:: PROVIDED TEXT ::

Although the system was neither underground nor a railroad, it was a huge success that will never be forgotten. I chose to research the Underground Railroad because I have heard so much about it, but my knowledge about the subject was very minimal. I found the Underground Railroad very interesting at first.

The more I learned about this movement, the more interested I became. When I chose this topic, I was interested in learning about the entire movement in general. I wanted to learn more about the locations of the slave hideouts, and who was involved. I wanted to find what led to the start of this movement, and when it started. I was successful with my research, and learned about all the things I was hoping to find. The Underground Railroad was a remarkable pathway to freedom which freed many from slave states and left behind an incredible story to show the importance of this event to history today.

First of all, the impact of the Underground Railroad has helped form Americas legacy like no other event in our nations former times. (Dewine par. 4). No one knows exactly when it started, but there were definitely advanced cases of help given to runaways as early as the 1700s. (Carrasco). Slaves had more than one reason for turning to freedom. Most were scared of being parted from friends and family, but some just wanted to live a normal life. Some slaves had it so bad that they had to escape just to stay alive. There are several different myths as to where this legendary path to freedom got its name.

Some say the name probably originated from the popularity of the new railroads. (Carrasco). Other people say it was called the Underground Railroad because of the swift, secret way in which slaves escaped. (Donald par. 1). The Underground Railroad began in the 1700s under Quaker support. The activity gained recognizable fame after the 1830s. (Underground). Details of escaped slaves were highly exposed and overstated in the North and South. (The Columbia). The phrase Underground Railroad was first divulged during the early 1840s. (The Columbia).

:: SUPPLIED INFORMATION ::
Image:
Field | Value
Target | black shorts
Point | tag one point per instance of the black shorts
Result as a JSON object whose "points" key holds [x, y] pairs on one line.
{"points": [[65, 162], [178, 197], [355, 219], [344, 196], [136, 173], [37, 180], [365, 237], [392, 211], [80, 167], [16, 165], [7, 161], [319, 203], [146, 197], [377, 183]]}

:: TASK TO COMPLETE ::
In the text on the Underground Railroad, when was the phrase "Underground Railroad" first divulged?

:: FINISHED ANSWER ::
During the early 1840s.